Elif

Help: Triggers and Emotional Flood. Indecision

2 posts in this topic

My sister, mom and I, we were watching a movie called Mr Nobody. Maybe you know this movie, but in case you don't; the 9 year old main character is forced to make a choice between staying with his dad and going with his mom. The last scene triggered me a lot and I inevitably, and shockingly, found myself in tears. I held myself back from hysterically crying, because my sister was there. I didn't want to be vulnerable with her. 
Now, Nemo cannot decide. He is torn between possibilities. He thinks all possibilities remains when there's no decision made. He plays every possible scenario in his head of what could happen if he made either decision.

I am the exact same way! I had to make a decision between staying with my family and study for exams one more year; or going to another city, alone for university. I am TORN. 
Yesterday... The decision was made. Involunterily. I'm staying. But I feel like I made the wrong decision... And now I can't go back.

So, in case you wonder what each decision has, both positive and negative;

Staying:
(-)  Living the same old contrast with family
(+) Possibility of connection with other people.
(+) Studying psychology
(-)  Realizing I am messed up and falling into despair. Losing hope.
(-)  Messy house - Our house is always messy due to my mom's illness.
(+) Diving deep into studies of psychology, healing modalities and having a strong aim.
(-)  Emotionally lacking home environment.
(-)  Possibility of isolation and being all alone again.
(+) Possibility of finding friends.

→ TASK A
Transcribe the forum post between "2 posts in this" and "made either decision.", inclusive.
→ TASK B
List every point that the forum post marks with (+) under "Staying:".

→ RAW DATA

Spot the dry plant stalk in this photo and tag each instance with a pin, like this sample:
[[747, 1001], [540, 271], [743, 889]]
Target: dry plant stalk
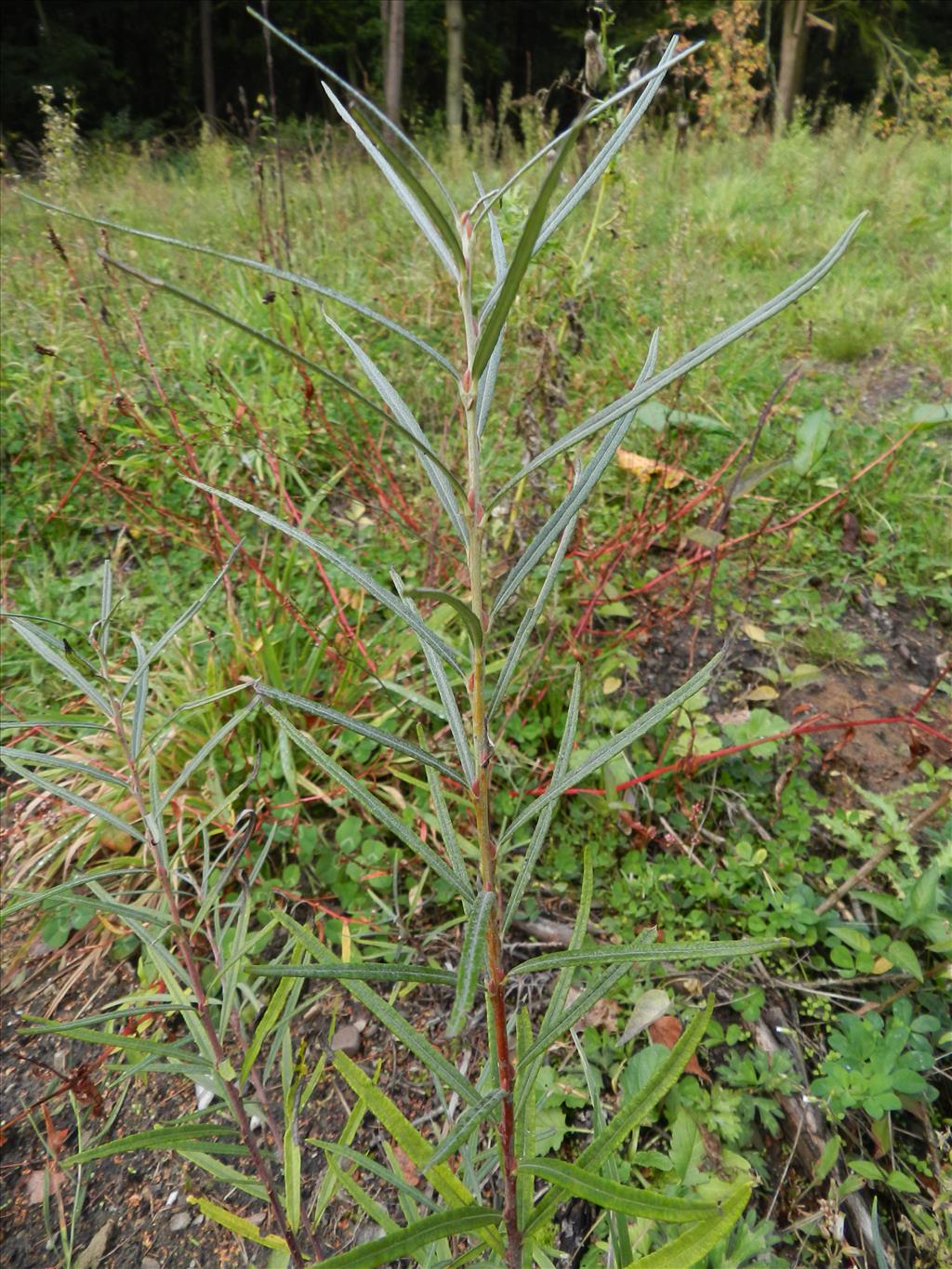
[[494, 1137]]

→ WRITTEN REPLY A
2 posts in this topic

My sister, mom and I, we were watching a movie called Mr Nobody. Maybe you know this movie, but in case you don't; the 9 year old main character is forced to make a choice between staying with his dad and going with his mom. The last scene triggered me a lot and I inevitably, and shockingly, found myself in tears. I held myself back from hysterically crying, because my sister was there. I didn't want to be vulnerable with her. 
Now, Nemo cannot decide. He is torn between possibilities. He thinks all possibilities remains when there's no decision made. He plays every possible scenario in his head of what could happen if he made either decision.

→ WRITTEN REPLY B
- Possibility of connection with other people.
- Studying psychology
- Diving deep into studies of psychology, healing modalities and having a strong aim.
- Possibility of finding friends.